Problem to solve
How many of the lines below contain the string "power"? Case counts. Reply with the number alone.

Data supplied
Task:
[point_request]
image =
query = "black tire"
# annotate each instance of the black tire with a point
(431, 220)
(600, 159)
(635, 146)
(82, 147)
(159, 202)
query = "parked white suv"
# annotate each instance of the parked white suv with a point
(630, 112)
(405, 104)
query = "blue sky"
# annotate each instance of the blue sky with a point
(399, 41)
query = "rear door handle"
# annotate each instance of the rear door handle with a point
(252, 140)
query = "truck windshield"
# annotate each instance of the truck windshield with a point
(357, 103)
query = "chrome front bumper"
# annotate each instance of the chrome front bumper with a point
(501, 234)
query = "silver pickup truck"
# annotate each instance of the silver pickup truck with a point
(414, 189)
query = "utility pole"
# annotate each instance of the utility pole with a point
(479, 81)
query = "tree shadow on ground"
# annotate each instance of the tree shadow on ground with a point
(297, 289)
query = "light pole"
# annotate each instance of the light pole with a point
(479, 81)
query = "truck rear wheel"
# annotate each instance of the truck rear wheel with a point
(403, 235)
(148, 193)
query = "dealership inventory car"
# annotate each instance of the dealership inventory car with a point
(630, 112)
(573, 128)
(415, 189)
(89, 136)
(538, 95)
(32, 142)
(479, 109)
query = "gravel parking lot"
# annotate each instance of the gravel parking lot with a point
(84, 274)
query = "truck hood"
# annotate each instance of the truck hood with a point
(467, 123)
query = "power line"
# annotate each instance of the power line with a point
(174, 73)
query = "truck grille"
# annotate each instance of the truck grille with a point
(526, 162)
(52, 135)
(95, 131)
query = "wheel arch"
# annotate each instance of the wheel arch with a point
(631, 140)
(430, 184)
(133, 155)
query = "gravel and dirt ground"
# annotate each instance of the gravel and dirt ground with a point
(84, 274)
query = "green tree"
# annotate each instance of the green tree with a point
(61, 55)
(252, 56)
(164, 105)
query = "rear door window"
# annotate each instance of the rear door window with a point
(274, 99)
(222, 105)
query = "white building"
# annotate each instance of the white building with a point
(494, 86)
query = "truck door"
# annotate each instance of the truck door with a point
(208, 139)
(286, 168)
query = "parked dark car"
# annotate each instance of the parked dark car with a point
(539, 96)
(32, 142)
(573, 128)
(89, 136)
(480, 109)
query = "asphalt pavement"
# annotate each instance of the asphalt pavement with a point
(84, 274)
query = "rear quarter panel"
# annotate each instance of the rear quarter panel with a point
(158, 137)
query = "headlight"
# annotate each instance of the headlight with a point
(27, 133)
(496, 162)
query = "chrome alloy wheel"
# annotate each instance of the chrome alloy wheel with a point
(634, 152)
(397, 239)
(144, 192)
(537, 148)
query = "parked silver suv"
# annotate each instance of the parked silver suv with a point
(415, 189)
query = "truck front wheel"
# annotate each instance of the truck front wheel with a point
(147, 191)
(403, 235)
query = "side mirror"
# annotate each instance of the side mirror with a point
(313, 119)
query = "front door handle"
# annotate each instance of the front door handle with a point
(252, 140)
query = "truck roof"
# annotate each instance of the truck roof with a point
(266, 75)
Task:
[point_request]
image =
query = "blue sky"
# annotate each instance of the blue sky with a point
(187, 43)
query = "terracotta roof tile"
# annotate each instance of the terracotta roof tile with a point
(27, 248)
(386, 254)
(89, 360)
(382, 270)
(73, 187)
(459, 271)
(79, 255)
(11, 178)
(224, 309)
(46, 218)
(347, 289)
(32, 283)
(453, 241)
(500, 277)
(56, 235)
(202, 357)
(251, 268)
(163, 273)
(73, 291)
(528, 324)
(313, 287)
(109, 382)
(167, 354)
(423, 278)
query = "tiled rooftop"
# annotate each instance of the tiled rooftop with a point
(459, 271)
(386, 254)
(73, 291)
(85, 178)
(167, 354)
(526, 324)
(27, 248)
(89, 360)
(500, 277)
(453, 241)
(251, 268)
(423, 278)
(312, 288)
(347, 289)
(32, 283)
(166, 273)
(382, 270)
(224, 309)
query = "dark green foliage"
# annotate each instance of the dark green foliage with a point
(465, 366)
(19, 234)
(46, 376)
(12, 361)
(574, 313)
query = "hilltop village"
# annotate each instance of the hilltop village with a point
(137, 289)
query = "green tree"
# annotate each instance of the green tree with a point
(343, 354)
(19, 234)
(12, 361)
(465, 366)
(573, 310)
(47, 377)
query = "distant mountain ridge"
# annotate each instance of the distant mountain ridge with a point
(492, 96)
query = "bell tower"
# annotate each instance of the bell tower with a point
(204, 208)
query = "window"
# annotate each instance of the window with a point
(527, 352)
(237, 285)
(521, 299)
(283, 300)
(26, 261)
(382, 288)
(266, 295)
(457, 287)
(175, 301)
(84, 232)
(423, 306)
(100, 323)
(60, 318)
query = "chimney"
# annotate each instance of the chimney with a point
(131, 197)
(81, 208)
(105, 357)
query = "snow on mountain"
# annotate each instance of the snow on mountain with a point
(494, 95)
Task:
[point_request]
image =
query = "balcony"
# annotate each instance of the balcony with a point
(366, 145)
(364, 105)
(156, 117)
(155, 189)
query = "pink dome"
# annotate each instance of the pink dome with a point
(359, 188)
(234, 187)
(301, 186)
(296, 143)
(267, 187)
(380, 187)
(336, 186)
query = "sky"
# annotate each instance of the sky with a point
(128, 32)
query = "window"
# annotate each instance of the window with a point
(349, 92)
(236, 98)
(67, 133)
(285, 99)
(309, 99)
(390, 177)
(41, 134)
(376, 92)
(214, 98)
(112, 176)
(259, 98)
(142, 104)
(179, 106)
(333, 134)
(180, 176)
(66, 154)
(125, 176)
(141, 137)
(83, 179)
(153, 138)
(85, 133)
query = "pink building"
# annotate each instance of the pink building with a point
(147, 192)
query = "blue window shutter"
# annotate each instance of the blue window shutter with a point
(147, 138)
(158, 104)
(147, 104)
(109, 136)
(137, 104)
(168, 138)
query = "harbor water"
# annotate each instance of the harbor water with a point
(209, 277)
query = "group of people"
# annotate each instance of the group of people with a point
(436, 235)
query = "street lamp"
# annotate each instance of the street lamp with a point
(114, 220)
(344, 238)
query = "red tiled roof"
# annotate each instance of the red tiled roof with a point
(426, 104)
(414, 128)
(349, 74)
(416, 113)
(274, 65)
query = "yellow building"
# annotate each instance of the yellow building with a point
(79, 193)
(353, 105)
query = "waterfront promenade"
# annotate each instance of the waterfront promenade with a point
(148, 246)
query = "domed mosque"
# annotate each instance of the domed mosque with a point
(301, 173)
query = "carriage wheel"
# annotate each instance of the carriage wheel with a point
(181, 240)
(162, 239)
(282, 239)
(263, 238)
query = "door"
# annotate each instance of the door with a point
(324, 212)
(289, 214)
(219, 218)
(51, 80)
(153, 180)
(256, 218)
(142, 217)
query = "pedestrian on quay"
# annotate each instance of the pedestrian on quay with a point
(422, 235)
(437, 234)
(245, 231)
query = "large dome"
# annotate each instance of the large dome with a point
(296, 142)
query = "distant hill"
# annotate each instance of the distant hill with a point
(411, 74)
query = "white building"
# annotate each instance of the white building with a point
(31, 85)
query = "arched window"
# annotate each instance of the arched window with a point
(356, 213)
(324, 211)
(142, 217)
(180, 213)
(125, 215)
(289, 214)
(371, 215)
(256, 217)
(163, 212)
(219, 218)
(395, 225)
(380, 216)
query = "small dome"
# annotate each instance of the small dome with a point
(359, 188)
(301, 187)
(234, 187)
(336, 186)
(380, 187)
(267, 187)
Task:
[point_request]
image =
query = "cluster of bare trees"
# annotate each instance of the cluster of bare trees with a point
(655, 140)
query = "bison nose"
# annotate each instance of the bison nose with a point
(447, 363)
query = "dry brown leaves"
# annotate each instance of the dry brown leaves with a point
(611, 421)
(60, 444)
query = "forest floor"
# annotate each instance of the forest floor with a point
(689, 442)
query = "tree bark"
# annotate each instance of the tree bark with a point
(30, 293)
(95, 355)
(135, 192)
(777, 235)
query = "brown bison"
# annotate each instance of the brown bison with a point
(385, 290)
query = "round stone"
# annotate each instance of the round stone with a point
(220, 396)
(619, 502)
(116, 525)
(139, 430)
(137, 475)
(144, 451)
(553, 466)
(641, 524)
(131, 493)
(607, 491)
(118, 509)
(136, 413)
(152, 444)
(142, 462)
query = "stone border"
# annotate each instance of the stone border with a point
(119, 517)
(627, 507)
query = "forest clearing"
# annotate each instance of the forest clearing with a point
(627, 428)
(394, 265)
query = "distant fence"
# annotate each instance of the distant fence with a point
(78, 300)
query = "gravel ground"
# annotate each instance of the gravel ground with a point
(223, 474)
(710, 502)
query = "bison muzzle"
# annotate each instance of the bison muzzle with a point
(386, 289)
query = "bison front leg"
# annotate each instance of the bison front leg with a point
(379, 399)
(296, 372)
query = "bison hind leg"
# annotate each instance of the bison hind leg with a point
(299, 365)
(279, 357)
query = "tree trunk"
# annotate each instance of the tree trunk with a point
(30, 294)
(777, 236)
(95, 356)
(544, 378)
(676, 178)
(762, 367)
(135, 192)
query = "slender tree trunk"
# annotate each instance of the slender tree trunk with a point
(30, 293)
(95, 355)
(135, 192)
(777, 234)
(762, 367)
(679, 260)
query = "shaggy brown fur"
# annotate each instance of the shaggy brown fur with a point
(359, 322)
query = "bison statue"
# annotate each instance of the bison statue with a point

Response to the exercise
2